▶ **Action item**
Could you return all of the entries below exactly, minus the pictures?

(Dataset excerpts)
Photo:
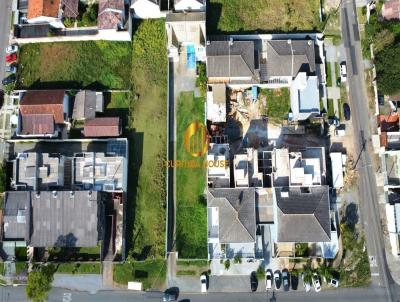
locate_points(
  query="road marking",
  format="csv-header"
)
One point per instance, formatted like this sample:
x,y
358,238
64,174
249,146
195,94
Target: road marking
x,y
67,297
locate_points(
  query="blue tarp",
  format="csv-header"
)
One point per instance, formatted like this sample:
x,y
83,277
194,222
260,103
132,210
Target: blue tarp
x,y
191,57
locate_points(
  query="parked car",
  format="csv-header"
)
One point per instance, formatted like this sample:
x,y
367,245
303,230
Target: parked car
x,y
12,48
11,69
307,286
8,80
285,279
268,280
11,58
277,279
346,111
316,283
203,282
343,72
334,283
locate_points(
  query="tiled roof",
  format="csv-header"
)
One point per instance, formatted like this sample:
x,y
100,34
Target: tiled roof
x,y
303,214
37,124
109,17
44,102
38,8
102,126
70,8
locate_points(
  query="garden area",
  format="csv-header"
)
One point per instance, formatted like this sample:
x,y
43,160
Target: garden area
x,y
75,65
191,212
151,273
277,105
227,16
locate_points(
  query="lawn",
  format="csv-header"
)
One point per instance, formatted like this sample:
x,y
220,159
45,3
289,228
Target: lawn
x,y
278,104
151,272
75,65
148,124
191,217
262,16
79,268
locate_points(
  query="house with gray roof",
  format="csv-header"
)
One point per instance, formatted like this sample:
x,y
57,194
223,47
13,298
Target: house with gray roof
x,y
231,222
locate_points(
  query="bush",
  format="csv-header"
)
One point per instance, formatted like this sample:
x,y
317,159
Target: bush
x,y
227,264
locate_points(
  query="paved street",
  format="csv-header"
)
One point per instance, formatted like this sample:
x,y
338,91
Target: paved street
x,y
369,211
5,15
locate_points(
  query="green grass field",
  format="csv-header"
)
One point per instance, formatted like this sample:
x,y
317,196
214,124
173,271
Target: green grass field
x,y
148,124
262,16
75,65
191,219
151,272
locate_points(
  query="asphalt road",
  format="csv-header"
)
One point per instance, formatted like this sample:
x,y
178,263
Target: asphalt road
x,y
369,210
17,294
5,15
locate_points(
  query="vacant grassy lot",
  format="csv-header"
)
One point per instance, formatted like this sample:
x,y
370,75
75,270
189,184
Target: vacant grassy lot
x,y
79,268
151,272
86,64
191,219
148,124
278,104
262,16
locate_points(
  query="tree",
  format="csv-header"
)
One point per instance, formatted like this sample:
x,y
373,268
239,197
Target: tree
x,y
388,69
39,283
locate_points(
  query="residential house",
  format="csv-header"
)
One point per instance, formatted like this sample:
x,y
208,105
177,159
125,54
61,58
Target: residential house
x,y
149,9
186,33
391,10
232,62
42,113
86,104
189,5
54,218
111,15
231,222
102,127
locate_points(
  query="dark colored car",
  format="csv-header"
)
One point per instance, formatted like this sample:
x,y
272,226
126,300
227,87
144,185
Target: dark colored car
x,y
8,80
253,281
346,111
285,279
11,58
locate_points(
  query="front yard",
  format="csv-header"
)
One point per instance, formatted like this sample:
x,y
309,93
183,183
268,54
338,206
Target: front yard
x,y
74,65
191,212
262,16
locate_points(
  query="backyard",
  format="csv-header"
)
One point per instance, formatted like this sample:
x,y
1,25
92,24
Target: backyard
x,y
191,217
262,16
147,124
75,65
151,273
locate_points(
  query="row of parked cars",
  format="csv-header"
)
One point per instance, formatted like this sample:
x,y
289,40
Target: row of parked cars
x,y
11,64
283,279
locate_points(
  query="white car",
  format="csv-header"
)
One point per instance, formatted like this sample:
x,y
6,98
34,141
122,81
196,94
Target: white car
x,y
268,280
307,286
12,48
343,72
203,282
316,283
334,283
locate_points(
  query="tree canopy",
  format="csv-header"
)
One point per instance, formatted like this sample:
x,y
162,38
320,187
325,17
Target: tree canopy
x,y
388,69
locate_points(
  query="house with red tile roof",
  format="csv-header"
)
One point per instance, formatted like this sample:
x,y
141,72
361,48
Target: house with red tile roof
x,y
42,113
102,127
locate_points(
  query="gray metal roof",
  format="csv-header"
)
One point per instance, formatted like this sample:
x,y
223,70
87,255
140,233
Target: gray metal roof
x,y
16,215
303,214
227,61
84,105
280,61
186,17
66,219
237,218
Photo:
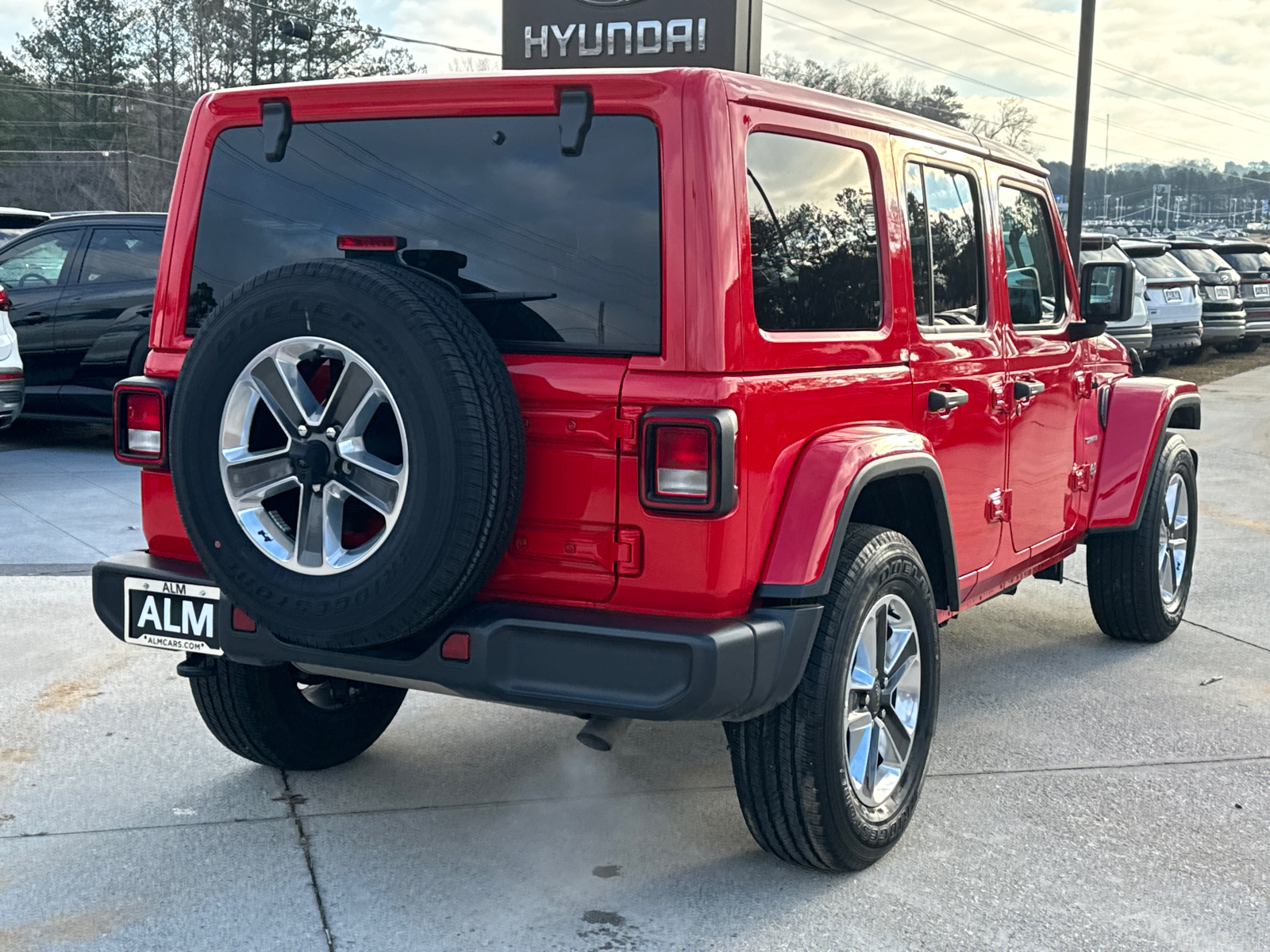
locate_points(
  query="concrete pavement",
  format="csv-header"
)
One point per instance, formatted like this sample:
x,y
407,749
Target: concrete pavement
x,y
1085,795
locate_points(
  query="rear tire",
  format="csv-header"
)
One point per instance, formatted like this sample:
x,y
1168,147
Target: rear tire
x,y
794,767
267,716
1137,589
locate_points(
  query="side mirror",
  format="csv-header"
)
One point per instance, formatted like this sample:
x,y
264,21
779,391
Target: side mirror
x,y
1106,296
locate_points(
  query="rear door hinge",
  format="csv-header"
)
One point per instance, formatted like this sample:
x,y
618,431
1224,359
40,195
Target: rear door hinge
x,y
999,505
628,428
629,551
1083,476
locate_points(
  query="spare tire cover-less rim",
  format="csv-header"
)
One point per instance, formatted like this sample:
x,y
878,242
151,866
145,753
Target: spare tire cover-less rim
x,y
436,471
321,451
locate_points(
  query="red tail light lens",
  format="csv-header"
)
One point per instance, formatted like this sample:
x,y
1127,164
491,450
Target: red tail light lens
x,y
683,461
140,424
689,461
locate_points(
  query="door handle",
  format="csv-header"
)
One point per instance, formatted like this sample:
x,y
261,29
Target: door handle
x,y
941,401
1026,390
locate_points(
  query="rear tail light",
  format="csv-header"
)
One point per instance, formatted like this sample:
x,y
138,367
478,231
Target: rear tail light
x,y
690,461
141,423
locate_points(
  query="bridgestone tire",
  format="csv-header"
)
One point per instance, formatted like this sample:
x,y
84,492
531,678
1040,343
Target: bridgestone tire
x,y
264,715
789,765
465,451
1123,568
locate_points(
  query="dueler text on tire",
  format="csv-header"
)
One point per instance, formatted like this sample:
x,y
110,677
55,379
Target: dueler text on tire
x,y
279,717
829,778
1140,581
347,452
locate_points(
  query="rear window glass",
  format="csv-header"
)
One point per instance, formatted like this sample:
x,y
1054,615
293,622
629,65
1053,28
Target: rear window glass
x,y
1200,259
1162,267
488,203
1244,260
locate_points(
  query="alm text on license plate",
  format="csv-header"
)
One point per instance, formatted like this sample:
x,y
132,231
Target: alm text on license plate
x,y
175,616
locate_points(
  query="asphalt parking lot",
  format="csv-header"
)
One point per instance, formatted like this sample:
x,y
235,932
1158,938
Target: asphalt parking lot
x,y
1085,793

▶ **Exercise result**
Photo:
locate_points(
  query="road marking",
  format="csv-header"
)
One point per instance, formatted like this sample:
x,y
358,238
64,174
249,146
195,94
Target: road marking
x,y
67,297
locate_points(
  query="blue tarp",
  format="csv-header"
)
One point per instance, formatted like this sample:
x,y
83,277
194,222
260,103
132,210
Target: blue tarp
x,y
191,57
locate_points(
  query="parked car",
  format="csv-header"
)
One point per instance, formatted like this sample:
x,y
367,245
303,230
Target: parked car
x,y
12,48
11,69
307,286
8,80
285,279
268,280
11,58
277,279
346,111
316,283
203,282
343,72
334,283
locate_points(
  query="tiled roof",
  format="csv-header"
)
One point per instance, formatted like this sample:
x,y
100,34
Target: tiled roof
x,y
303,214
37,124
109,17
44,102
38,8
102,126
70,8
locate_points(
  query="garden area",
  format="csv-header"
)
One point per instance, formatted like this sample:
x,y
43,160
Target: garden area
x,y
75,65
191,212
151,273
277,105
227,16
locate_points(
  query="lawn",
  format="csv-header"
)
One point per instance, formatted like this sample:
x,y
220,159
45,3
289,228
Target: lawn
x,y
278,104
151,272
75,65
148,124
191,217
262,16
79,268
locate_points(
  query="house with gray roof",
  format="csv-header"
)
One point per instance, formatted like this sample:
x,y
57,194
223,47
13,298
Target: house with gray roof
x,y
231,222
locate_points(
  query="bush",
  format="csv-header"
)
One point per instance, formatted like this sample:
x,y
317,159
Target: bush
x,y
227,264
locate_points(
  query="paved street",
  format="csv-header"
)
One point per instance, formatted like this sample:
x,y
338,91
Target: paved street
x,y
369,211
5,15
locate_points(
  query="green grass field",
  format="csv-header"
)
One point per instance, formatted like this sample:
x,y
317,196
214,124
173,271
Target: green grass field
x,y
148,124
262,16
75,65
191,219
151,272
locate_points(
  query="asphalt road",
  format="csv-header"
)
One point per instance, formatted like this sample:
x,y
178,263
Target: asphalt road
x,y
369,210
17,294
5,15
locate_points(
  query="vacant grassy lot",
  format="csv-header"
)
One point per instance, formatted like this sample:
x,y
370,75
75,270
189,184
Target: vacant grassy lot
x,y
79,268
151,272
86,64
191,219
148,124
278,104
262,16
locate_points(
  query="tree",
  format="csv-header"
)
One point per instance, formatted like this sample:
x,y
373,268
239,197
Target: tree
x,y
388,69
39,283
locate_points(
  query="residential house",
  format="csv-header"
)
One point per instance, formatted like this sample:
x,y
208,105
177,159
125,54
61,58
Target: residential house
x,y
149,9
186,33
391,10
232,62
42,113
86,104
189,5
54,218
111,15
231,222
102,127
locate_points(
  query="dark colored car",
  format="csv-header"
)
One point per instance, formatted like this sample:
x,y
272,226
126,300
227,87
144,185
Target: dark colored car
x,y
8,80
253,281
346,111
285,279
11,58
locate_points(
  query="front yard",
  format="csv-header"
)
One point per instance, formatted like this sample:
x,y
309,93
183,183
268,54
338,206
Target: front yard
x,y
74,65
191,212
262,16
locate_points(
  query="backyard",
  format="csv-header"
)
One point per instance, formatted like this sample:
x,y
1,25
92,24
Target: backyard
x,y
191,217
262,16
147,124
75,65
151,273
locate_points(
  query="row of parked cars",
  format="csv-header"
)
One point per instance, formatted like this sample:
x,y
289,40
Target: row of parked cars
x,y
11,64
283,279
locate_points(
  query="white car",
  format="csv-header"
)
One point per instance, formatted like this sample:
x,y
6,98
34,141
122,81
196,94
Target: white car
x,y
268,280
307,286
12,48
343,72
203,282
316,283
334,283
locate_points(
  query="tree canopy",
  format="csv-header"
)
One point per instance, formatted like this sample:
x,y
162,38
320,187
325,17
Target: tree canopy
x,y
388,69
locate_points(
  query="house with red tile roof",
  format="csv-header"
)
One point per instance, formatted like this sample:
x,y
141,72
361,48
Target: house with red tile roof
x,y
42,113
102,127
locate_points(
  query="gray metal roof",
  format="csv-header"
)
One point per instance, formatted like this sample:
x,y
223,70
87,255
140,233
Target: gray metal roof
x,y
16,215
303,214
227,61
84,105
280,61
186,17
66,219
237,218
Photo:
locate_points(
  query="concrete pavement",
  format="csv-header"
)
One point per instance, formatted like this sample:
x,y
407,749
Target: concrete pavement
x,y
1085,795
locate_points(
  query="rear tire",
  format="csv-header"
)
One point per instance, formatted like this sample:
x,y
1168,147
Target: rear tire
x,y
794,767
267,716
1137,589
locate_points(
  query="side mirror",
  format="csv-header"
)
One point per instance, formatted like this sample:
x,y
264,21
779,391
Target: side mirror
x,y
1106,296
locate_points(
  query="rear door hinge",
  format="csv-header"
)
One point per instance, formatted like this sample:
x,y
618,431
1224,359
40,195
Target: rear door hinge
x,y
999,505
628,428
629,551
1083,476
locate_points(
  query="spare tire cover-less rim",
  format="csv-header"
)
One point per instance, formatted like this sample:
x,y
878,242
151,866
145,753
Target: spare tire cover-less rim
x,y
436,471
321,451
locate_points(
  query="red tail light lens",
  format="csv-header"
)
One point per instance, formatted like this sample:
x,y
1127,164
491,450
Target: red tail light lens
x,y
683,461
140,424
689,461
locate_points(
  query="door handle",
  format="csv-header"
)
One point per instance, formatted like this sample:
x,y
261,29
Target: door handle
x,y
941,401
1026,390
locate_points(
  query="rear tail light",
  format="csv-header"
)
One point per instance, formatted like this sample:
x,y
138,367
478,231
Target: rear tail light
x,y
690,461
141,423
locate_points(
  query="bridgestone tire",
  format="csv-header"
)
One point per instance, formatted like this sample:
x,y
84,492
531,678
1040,343
Target: bridgestone tire
x,y
264,715
789,765
465,451
1123,568
locate_points(
  query="dueler text on tire",
  format="csv-header"
)
One point per instance, formatted like this sample:
x,y
110,677
55,379
Target: dueler text on tire
x,y
279,717
829,778
1140,581
347,452
locate_points(
  query="rear window glass",
  format="csv-header"
)
One point per instance, formatted like this sample:
x,y
1054,615
293,622
629,65
1053,28
Target: rear window glass
x,y
1200,259
1162,267
488,203
1244,260
locate_points(
  query="alm text on license plate",
  format="csv-header"
)
One point per instance, formatted like this sample:
x,y
132,231
Target: alm text on license plate
x,y
175,616
locate_points(
  query="asphalt parking lot",
  format="csv-header"
)
One point per instance, formatted like this sample:
x,y
235,932
1158,938
Target: asphalt parking lot
x,y
1085,793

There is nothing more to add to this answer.